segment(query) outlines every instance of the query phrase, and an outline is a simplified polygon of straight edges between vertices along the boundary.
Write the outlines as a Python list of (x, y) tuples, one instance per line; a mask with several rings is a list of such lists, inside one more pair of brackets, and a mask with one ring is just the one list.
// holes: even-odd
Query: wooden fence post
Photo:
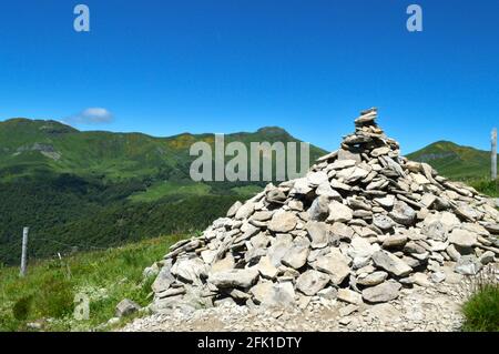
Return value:
[(28, 232), (29, 227), (22, 230), (22, 255), (21, 255), (21, 276), (26, 276), (27, 271), (27, 253), (28, 253)]
[(497, 180), (497, 128), (492, 130), (492, 180)]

▬▬▬▬▬▬

**Description of the task**
Arrange all the data above as a two-column CSV with the headers instruction and polygons, one row for each text-and-answer pair: the text in the first column and its answer in the second, each in a single quoted field with line breaks replaced by spaces. Leave the pictures out.

**Task response**
instruction,polygons
"segment(query) outlines every instance of the query phrase, and an outline is a simplified polygon of straight edges between vertices along the boundary. Write the outlines as a Python list of (x, y) tuples, one instance per line; a mask with several rings is a list of such lists, inside one more pair of brackets, and a mask with one ring is just the one list. // holes: even-odd Query: wooden fence post Photo: Return value:","[(28, 232), (29, 227), (22, 230), (22, 255), (21, 255), (21, 276), (26, 276), (27, 271), (27, 253), (28, 253)] [(497, 180), (497, 128), (492, 130), (492, 180)]"